> Task to complete: Copy the listing below word for word, from its first line to its last.

> Supplied records:
'''

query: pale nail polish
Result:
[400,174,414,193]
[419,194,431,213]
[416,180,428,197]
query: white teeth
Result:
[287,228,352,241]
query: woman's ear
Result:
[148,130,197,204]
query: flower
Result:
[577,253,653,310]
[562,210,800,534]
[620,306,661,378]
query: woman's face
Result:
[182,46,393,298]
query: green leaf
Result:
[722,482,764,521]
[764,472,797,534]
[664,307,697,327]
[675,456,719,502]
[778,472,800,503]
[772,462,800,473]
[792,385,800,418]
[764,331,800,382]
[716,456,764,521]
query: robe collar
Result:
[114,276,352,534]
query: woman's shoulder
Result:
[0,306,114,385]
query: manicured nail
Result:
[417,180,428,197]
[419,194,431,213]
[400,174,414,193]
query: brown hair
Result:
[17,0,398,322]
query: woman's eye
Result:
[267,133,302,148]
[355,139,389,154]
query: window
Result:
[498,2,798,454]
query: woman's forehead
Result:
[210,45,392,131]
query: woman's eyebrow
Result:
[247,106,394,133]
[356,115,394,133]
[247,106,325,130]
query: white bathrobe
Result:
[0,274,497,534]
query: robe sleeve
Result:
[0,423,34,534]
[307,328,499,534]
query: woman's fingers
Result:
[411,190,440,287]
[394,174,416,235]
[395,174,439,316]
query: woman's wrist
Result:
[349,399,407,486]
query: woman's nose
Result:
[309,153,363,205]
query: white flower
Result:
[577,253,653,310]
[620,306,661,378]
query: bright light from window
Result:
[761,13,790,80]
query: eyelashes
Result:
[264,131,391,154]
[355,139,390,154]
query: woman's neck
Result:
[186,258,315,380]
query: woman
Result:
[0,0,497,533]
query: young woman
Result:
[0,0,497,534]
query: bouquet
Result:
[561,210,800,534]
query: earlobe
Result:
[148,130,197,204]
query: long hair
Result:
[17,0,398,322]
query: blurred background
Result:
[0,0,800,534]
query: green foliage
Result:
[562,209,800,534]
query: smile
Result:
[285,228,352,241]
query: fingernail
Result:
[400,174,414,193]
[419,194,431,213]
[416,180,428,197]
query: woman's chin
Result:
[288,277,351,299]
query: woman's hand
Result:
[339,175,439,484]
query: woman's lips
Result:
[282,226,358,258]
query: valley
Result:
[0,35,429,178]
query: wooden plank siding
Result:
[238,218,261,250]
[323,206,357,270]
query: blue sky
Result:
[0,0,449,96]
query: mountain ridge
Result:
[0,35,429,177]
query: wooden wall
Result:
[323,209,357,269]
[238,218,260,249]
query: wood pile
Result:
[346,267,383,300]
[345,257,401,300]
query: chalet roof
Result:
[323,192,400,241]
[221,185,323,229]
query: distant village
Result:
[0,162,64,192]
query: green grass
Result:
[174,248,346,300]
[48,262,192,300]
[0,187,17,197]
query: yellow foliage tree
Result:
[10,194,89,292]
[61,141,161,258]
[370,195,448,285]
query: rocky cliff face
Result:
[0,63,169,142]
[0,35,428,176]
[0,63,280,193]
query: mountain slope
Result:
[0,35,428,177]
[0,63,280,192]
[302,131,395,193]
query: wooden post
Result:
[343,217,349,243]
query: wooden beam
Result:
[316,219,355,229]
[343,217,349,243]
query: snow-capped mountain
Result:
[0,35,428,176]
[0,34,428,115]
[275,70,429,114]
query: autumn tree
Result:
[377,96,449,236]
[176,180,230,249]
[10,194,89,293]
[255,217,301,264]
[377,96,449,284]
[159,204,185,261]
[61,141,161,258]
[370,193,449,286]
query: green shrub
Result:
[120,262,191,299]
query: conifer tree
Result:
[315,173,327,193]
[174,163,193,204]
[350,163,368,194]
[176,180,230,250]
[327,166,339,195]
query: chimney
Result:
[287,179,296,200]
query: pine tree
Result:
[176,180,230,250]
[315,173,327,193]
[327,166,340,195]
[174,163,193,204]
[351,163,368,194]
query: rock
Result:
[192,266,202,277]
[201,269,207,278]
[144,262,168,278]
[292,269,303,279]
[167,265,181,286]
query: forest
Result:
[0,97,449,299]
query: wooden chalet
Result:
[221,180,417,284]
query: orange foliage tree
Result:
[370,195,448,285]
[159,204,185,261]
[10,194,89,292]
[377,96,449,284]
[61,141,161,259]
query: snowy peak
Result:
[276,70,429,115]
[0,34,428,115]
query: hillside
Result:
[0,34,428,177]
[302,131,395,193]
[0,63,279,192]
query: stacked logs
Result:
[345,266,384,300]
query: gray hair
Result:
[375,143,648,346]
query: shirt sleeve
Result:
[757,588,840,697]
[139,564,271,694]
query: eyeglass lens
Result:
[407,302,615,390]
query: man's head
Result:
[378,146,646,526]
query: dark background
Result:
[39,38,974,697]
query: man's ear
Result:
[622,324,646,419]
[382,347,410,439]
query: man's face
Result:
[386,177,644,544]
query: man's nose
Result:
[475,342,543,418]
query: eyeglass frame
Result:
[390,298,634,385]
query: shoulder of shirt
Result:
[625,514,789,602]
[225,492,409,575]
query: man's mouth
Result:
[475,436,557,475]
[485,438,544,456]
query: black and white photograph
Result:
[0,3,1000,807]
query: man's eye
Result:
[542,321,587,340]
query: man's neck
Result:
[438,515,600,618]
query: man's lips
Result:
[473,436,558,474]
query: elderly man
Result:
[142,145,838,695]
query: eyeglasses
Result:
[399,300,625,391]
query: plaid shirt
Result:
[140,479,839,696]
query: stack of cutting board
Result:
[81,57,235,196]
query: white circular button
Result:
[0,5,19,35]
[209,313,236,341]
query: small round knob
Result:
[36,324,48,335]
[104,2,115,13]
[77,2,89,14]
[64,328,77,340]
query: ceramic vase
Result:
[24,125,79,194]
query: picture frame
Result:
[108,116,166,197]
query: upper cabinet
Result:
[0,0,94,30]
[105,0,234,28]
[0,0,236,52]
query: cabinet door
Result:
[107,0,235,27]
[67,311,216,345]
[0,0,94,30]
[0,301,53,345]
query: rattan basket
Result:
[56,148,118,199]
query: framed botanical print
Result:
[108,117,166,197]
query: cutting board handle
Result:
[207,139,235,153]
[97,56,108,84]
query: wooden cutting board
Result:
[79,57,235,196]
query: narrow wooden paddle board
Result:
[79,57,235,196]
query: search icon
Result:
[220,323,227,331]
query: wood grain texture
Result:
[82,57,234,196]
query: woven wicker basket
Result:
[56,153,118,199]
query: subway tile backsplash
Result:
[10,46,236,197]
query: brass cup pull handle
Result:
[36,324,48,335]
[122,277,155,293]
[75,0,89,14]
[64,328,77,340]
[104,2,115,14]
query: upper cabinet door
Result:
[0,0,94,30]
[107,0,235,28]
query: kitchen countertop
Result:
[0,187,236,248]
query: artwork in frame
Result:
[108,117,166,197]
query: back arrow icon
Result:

'''

> Reply to the exercise:
query: pale nail polish
Result:
[400,174,414,193]
[419,194,431,213]
[416,180,428,197]
query: white teeth
Result:
[287,228,352,241]
query: woman's ear
Result:
[148,130,197,204]
query: flower
Result:
[577,253,653,310]
[562,210,800,534]
[620,306,661,378]
query: woman's face
Result:
[182,46,393,298]
query: green leaf
Result:
[722,482,764,521]
[764,472,797,534]
[664,307,697,327]
[675,456,719,502]
[778,472,800,503]
[772,462,800,473]
[792,385,800,418]
[764,331,800,382]
[716,456,764,521]
query: robe collar
Result:
[114,276,352,534]
query: woman's shoulder
Result:
[0,306,114,385]
query: manicured nail
Result:
[417,180,428,197]
[419,194,431,213]
[400,174,414,193]
query: brown hair
Result:
[17,0,398,322]
query: woman's eye
Result:
[267,133,302,148]
[355,139,389,154]
query: window
Result:
[498,2,798,454]
query: woman's forehead
Result:
[210,45,392,131]
query: woman's eyebrow
Result:
[247,106,394,133]
[356,115,394,133]
[247,106,325,130]
query: white bathrobe
Result:
[0,274,497,534]
query: robe sleeve
Result:
[0,423,34,534]
[307,328,499,534]
query: woman's fingers
Result:
[411,190,440,287]
[394,174,416,235]
[395,174,439,316]
query: woman's wrist
Result:
[349,399,407,486]
query: woman's nose
Result:
[309,153,363,205]
query: white flower
Result:
[577,253,653,310]
[620,306,661,378]
query: bright light from window
Result:
[761,13,790,80]
query: eyelashes
Result:
[264,131,391,154]
[355,139,390,154]
query: woman's neck
Result:
[186,258,315,380]
query: woman
Result:
[0,0,497,533]
query: young woman
Result:
[0,0,497,534]
query: bouquet
Result:
[561,210,800,534]
query: earlobe
Result:
[148,130,197,204]
query: long hair
Result:
[17,0,398,322]
query: blurred background
Result:
[0,0,800,534]
query: green foliage
Result:
[562,209,800,534]
query: smile
Result:
[285,228,352,241]
query: fingernail
Result:
[400,174,414,193]
[419,194,431,213]
[416,180,428,197]
query: woman's chin
Result:
[288,277,351,299]
query: woman's hand
Result:
[339,175,439,484]
query: woman's lips
Result:
[282,226,358,258]
query: valley
Result:
[0,35,429,178]
query: wooden plank siding
Result:
[238,218,261,250]
[323,206,357,270]
query: blue sky
Result:
[0,0,449,96]
query: mountain ridge
Result:
[0,35,429,177]
query: wooden wall
Result:
[323,209,357,269]
[238,218,260,249]
query: wood pile
Result:
[346,267,383,300]
[345,257,401,300]
query: chalet roof
Result:
[323,192,400,241]
[221,185,323,229]
query: distant village
Result:
[0,162,64,192]
query: green grass
Result:
[174,248,346,300]
[48,262,192,300]
[0,187,17,197]
query: yellow foliage tree
Result:
[10,194,89,292]
[61,141,161,258]
[370,195,448,285]
query: rocky cliff face
Result:
[0,63,169,142]
[0,35,428,176]
[0,63,280,193]
query: mountain slope
Result:
[0,35,428,177]
[0,63,280,192]
[302,131,395,193]
query: wooden post
Result:
[343,217,349,243]
query: wooden beam
Result:
[316,219,355,229]
[343,217,349,243]
query: snow-capped mountain
Result:
[0,35,428,176]
[0,34,428,115]
[275,70,429,114]
query: autumn tree
Result:
[377,96,449,236]
[176,180,230,249]
[10,194,89,293]
[255,217,301,264]
[377,96,449,284]
[159,204,185,261]
[61,141,161,258]
[370,193,449,286]
query: green shrub
Result:
[120,262,191,299]
query: conifer tree
Result:
[315,173,327,193]
[174,163,193,204]
[350,163,368,194]
[176,180,230,250]
[327,166,339,195]
query: chimney
Result:
[287,179,296,200]
query: pine tree
Result:
[176,180,230,250]
[315,173,327,193]
[327,166,340,195]
[174,163,193,204]
[351,163,368,194]
query: rock
Result:
[192,266,202,277]
[201,269,207,278]
[144,262,168,278]
[292,269,303,279]
[167,265,181,286]
query: forest
Result:
[0,97,449,299]
query: wooden chalet
Result:
[221,180,417,284]
query: orange foliage tree
Result:
[370,195,448,285]
[159,204,185,261]
[10,194,89,292]
[377,96,449,284]
[61,141,161,259]
query: snowy peak
Result:
[276,70,429,115]
[0,34,428,115]
query: hillside
Result:
[0,34,428,177]
[302,131,395,193]
[0,63,279,192]
query: stacked logs
Result:
[345,266,384,300]
query: gray hair
Result:
[375,143,648,346]
query: shirt sleeve
Result:
[757,588,840,697]
[139,564,271,694]
query: eyeglass lens
Result:
[407,302,615,390]
query: man's head
Result:
[378,146,646,526]
query: dark background
Result:
[39,38,974,697]
query: man's ear
Result:
[622,324,646,419]
[382,347,410,439]
query: man's face
Result:
[386,177,644,544]
query: man's nose
Result:
[475,342,543,418]
query: eyeglass frame
Result:
[390,298,634,385]
query: shoulder of shirt
Result:
[625,514,789,602]
[225,492,409,575]
query: man's mouth
Result:
[475,436,557,475]
[485,438,544,456]
query: black and white photograph
Result:
[0,3,1000,807]
query: man's eye
Result:
[542,321,587,340]
query: man's neck
Result:
[438,515,600,618]
query: man's lips
Result:
[473,436,558,474]
query: elderly man
Result:
[142,145,838,695]
query: eyeglasses
Result:
[399,300,625,391]
query: plaid shirt
Result:
[140,479,839,696]
query: stack of cutting board
Result:
[81,57,235,196]
query: white circular button
Result:
[0,5,19,35]
[209,313,236,341]
query: small round knob
Result:
[36,324,48,335]
[104,2,115,13]
[77,2,89,14]
[64,328,77,340]
query: ceramic vase
Result:
[24,125,79,194]
query: picture frame
Result:
[108,116,166,197]
query: upper cabinet
Result:
[0,0,94,30]
[105,0,234,28]
[0,0,236,52]
query: cabinet door
Result:
[107,0,235,27]
[67,311,216,345]
[0,0,94,30]
[0,301,53,345]
query: rattan basket
Result:
[56,148,118,199]
query: framed botanical print
Result:
[108,117,166,197]
query: cutting board handle
Result:
[207,139,235,153]
[97,56,108,84]
query: wooden cutting board
Result:
[79,57,235,196]
query: narrow wooden paddle board
Result:
[79,57,235,196]
query: search icon
Result:
[220,323,227,331]
query: wood grain texture
Result:
[82,57,234,196]
query: woven wicker basket
Result:
[56,153,118,199]
query: subway tile backsplash
Result:
[10,46,236,197]
query: brass cup pull handle
Result:
[36,324,48,335]
[122,277,155,293]
[75,0,89,14]
[64,328,77,340]
[104,2,115,14]
query: upper cabinet door
Result:
[0,0,94,30]
[107,0,235,28]
query: kitchen countertop
Result:
[0,187,236,248]
query: artwork in frame
Result:
[108,117,166,197]
query: back arrow icon
Result:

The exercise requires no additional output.